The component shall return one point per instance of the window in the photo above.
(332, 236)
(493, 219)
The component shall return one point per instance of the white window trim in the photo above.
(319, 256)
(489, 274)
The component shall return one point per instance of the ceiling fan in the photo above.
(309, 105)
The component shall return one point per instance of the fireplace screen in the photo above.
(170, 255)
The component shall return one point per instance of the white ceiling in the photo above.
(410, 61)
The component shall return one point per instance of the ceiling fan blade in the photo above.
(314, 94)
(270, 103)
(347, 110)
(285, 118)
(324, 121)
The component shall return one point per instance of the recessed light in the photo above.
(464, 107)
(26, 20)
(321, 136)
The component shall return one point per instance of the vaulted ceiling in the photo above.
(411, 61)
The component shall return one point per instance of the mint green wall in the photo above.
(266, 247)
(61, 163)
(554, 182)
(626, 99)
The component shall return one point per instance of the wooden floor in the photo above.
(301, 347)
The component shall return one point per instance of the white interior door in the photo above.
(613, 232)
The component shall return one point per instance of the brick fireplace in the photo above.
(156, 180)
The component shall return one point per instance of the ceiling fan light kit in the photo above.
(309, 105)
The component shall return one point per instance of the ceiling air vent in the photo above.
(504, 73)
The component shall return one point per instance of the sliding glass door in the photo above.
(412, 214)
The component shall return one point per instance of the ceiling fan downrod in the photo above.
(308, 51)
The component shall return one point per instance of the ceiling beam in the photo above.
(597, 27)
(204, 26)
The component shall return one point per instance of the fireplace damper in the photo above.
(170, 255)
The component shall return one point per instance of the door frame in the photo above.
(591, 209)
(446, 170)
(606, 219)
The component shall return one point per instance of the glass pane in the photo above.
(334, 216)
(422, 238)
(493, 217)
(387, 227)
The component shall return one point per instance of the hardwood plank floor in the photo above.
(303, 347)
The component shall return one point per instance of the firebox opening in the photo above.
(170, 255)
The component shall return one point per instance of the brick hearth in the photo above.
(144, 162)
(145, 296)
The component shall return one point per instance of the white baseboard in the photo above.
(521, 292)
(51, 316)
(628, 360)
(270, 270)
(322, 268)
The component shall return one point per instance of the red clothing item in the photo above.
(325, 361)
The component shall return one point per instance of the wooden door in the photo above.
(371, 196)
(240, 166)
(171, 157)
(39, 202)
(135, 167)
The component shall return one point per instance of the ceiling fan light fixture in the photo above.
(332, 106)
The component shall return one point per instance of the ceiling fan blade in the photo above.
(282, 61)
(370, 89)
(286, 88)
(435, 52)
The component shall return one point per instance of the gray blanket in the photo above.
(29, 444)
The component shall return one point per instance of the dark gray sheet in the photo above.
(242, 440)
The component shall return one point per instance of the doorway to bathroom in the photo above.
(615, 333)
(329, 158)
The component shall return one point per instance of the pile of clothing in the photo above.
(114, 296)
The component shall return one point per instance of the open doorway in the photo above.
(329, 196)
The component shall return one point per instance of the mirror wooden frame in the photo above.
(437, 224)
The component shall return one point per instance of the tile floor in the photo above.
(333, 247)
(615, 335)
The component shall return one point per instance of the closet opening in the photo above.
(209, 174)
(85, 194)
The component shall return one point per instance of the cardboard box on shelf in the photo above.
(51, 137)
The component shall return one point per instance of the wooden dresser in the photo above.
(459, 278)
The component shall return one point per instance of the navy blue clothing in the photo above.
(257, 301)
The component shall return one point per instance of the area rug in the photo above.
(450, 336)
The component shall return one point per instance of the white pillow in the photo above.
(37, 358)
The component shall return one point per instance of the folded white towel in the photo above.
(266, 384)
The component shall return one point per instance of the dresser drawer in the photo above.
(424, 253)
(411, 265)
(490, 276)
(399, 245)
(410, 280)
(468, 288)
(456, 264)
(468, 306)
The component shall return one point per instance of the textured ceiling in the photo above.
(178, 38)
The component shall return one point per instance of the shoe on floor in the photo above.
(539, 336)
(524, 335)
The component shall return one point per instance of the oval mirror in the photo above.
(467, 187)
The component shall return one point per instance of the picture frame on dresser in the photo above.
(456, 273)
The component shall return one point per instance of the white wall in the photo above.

> _Task prompt_: All lines from the one that contains "The component shall return one point per instance of the mirror" through the end of the material are to be quoted exactly, with both ends included.

> _Answer below_:
The component shall return one point per instance of the mirror wooden frame in the photo above.
(437, 224)
The component shall return one point per instance of the tile floor in the photo above.
(333, 247)
(615, 335)
The component shall return one point per instance of the closet opening in the photo above.
(209, 174)
(85, 194)
The component shall return one point per instance of the cardboard box on shelf in the photo above.
(51, 137)
The component shall return one point per instance of the wooden dresser in the photo above.
(459, 278)
The component shall return one point per instance of the navy blue clothing in the photo above.
(257, 301)
The component shall return one point per instance of the area rug in the photo above.
(450, 336)
The component shall return one point per instance of the white pillow in the photo above.
(37, 358)
The component shall return one point per instance of the folded white towel in the photo above.
(266, 384)
The component shall return one point per instance of the dresser drawer in the photo above.
(424, 253)
(411, 265)
(490, 276)
(399, 245)
(410, 280)
(468, 288)
(456, 264)
(468, 306)
The component shall return one point per instance of the textured ceiling in the photo above.
(178, 38)
The component shall return one point per instance of the shoe on floor in the photo above.
(539, 336)
(524, 335)
The component shall return one point per instance of the oval mirror in the photo above.
(467, 187)
The component shall return one point per instance of the picture frame on dresser in the photo above.
(456, 273)
The component shall return one point per instance of the white wall in the photo above.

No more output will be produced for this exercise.